## Provided text
##########
Female rats avoid contaminated males even after generations

Mar 27, 2007 08:35 GMT  ·  By

Contamination can affect wildlife where it hurts most for the males: sexual success.

And this for generations...

A team from The University of Texas at Austin have found that female rats avoid males whose great-grandfathers were affected by a common fruit crop fungicide, named vinclozolin, preferring instead males with an uncontaminated ascendancy.

Drs. David Crews and Andrea Gore examined mate behavior rats whose great-grandparents experienced vinclozolin contamination, which triggers early onset of cancer and kidney disease in males.

Female rats were found to recognize male descendants of rats that had been exposed to vinclozolin and strongly preferred males descended from unexposed rats. "Even across generations, your attractiveness as a mate is decreased if your great-grandfather has been exposed to environmental chemicals. That will have an impact on your ability to reproduce and could take you out of the gene pool," said Gore, professor of pharmacology and toxicology in the College of Pharmacy.

Vinclozolin induces changes in the males' sperm cells but the fungicide does not act directly on DNA, but instead affects the elements that regulate genes (epigenetic changes).
##########
## Your goal
Pick up the article on female rats and vinclozolin-exposed males after its final sentence and keep writing it. The listing after this has no connection to the article about female rats avoiding vinclozolin-exposed males.
##########
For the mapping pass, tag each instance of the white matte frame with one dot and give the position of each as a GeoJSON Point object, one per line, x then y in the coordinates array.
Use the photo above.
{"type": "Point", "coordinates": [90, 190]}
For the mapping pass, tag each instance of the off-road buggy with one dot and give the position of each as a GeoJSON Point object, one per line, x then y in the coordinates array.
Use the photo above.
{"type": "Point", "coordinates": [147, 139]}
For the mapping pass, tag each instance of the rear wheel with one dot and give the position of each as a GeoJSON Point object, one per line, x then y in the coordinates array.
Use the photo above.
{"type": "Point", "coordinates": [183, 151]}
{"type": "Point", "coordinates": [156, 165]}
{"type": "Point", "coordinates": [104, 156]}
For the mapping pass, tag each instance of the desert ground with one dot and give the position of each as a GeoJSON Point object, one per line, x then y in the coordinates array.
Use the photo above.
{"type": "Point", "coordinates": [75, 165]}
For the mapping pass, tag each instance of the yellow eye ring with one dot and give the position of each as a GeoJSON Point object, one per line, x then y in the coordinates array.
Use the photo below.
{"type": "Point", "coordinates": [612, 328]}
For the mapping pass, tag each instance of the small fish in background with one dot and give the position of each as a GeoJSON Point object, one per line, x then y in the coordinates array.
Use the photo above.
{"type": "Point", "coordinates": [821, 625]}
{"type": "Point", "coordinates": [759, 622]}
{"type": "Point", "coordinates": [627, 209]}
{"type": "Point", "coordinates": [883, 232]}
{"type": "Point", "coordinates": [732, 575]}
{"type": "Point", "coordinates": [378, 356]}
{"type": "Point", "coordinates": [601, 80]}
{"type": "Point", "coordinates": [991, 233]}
##########
## Output for this exercise
The early onset of disease provoked by initial exposure to vinclozolin was transmitted from generation to generation through the sperms of the males. This is the first time an inherited epigenetic change was shown to affect behavior. "The important thing about this research is that it takes epigenetics to the brain," said Crews, the Ashbel Smith Professor of Integrative Biology in the College of Natural Sciences. "The female is able to detect which male is likely to get early onset disease and which male is not before they show any manifestation of disease."

"The female rats can sense something is wrong, although they can't see it," said Gore.

Males do not display any preference for female type. "That has consequences for evolution, because it shows that females are selecting males on the basis of an epigenetic imprint as opposed to genetic changes," said Crews.

Male rats generally leave their family looking to other populations to mate. In nature, the effect of vinclozolin exposure would be widespread by the male migration. "Males disperse, and if they were to mate, it would be at times that they aren't manifesting signs of disease. They are literally time bombs", said Crews.